[REQUIREMENTS]
Please pick out every line of the material below that contains the string "palm", and copy each one unchanged.

--------------------------------

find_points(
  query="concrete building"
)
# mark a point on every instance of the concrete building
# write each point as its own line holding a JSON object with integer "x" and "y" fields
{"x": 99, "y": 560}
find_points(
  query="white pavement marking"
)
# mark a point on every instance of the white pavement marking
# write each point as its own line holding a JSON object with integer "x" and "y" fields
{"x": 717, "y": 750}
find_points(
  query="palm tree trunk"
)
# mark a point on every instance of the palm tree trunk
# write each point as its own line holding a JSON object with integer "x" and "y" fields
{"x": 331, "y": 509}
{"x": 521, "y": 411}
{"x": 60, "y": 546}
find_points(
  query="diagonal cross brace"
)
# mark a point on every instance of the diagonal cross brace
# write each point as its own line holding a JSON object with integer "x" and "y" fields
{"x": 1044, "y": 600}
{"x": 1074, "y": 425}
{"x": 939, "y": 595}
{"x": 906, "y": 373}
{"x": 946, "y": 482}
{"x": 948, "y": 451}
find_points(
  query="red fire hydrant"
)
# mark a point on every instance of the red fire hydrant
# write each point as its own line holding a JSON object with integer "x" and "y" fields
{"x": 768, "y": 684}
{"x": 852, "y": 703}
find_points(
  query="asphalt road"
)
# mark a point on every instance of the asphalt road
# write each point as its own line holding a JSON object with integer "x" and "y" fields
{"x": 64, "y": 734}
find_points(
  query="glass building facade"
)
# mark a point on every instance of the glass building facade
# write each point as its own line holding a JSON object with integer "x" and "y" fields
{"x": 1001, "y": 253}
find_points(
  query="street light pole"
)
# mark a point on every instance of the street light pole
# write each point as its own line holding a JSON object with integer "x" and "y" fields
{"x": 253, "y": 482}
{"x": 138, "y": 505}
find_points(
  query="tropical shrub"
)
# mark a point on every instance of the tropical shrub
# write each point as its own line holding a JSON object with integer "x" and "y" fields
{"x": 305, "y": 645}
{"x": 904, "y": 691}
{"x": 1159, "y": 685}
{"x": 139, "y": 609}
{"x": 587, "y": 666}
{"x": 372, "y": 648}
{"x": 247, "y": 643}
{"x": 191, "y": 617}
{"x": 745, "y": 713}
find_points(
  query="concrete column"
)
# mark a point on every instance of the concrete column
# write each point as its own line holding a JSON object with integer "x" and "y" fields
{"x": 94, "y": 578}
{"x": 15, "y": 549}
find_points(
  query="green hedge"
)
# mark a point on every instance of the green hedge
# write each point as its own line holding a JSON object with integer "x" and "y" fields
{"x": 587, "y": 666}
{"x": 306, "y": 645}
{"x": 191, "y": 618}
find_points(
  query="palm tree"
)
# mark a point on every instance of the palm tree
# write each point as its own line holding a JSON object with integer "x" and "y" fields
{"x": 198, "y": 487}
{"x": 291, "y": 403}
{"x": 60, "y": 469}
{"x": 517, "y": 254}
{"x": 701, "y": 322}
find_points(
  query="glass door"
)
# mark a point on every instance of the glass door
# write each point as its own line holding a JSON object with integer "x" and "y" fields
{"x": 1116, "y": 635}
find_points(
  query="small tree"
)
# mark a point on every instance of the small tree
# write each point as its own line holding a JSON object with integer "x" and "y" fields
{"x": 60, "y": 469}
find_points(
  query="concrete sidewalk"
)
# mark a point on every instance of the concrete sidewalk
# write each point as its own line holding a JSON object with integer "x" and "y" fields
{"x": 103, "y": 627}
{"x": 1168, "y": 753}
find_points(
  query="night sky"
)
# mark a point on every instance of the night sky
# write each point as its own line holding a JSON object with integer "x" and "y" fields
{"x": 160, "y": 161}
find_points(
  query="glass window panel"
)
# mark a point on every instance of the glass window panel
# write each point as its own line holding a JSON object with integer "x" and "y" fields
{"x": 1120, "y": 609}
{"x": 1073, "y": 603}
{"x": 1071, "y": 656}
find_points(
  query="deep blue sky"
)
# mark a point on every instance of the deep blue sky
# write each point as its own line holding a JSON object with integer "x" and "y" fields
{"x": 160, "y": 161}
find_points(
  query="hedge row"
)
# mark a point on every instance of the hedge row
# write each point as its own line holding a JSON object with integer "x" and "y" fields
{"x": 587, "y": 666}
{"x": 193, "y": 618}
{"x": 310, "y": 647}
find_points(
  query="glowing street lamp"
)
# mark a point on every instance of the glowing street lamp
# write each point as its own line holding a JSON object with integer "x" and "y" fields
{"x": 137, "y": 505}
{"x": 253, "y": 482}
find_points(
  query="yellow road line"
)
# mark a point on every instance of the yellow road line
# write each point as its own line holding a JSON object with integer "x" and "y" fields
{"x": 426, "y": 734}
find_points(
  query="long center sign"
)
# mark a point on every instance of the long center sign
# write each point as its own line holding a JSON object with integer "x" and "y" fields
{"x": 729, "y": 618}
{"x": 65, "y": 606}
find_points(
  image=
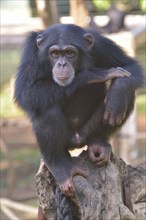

--------------------------------

[COMPLETE OUTPUT]
  query="palm tree trunk"
# mark a point on every instance of the palm tree trunk
  query="palm tree"
# mark a point on every instance of the palm tree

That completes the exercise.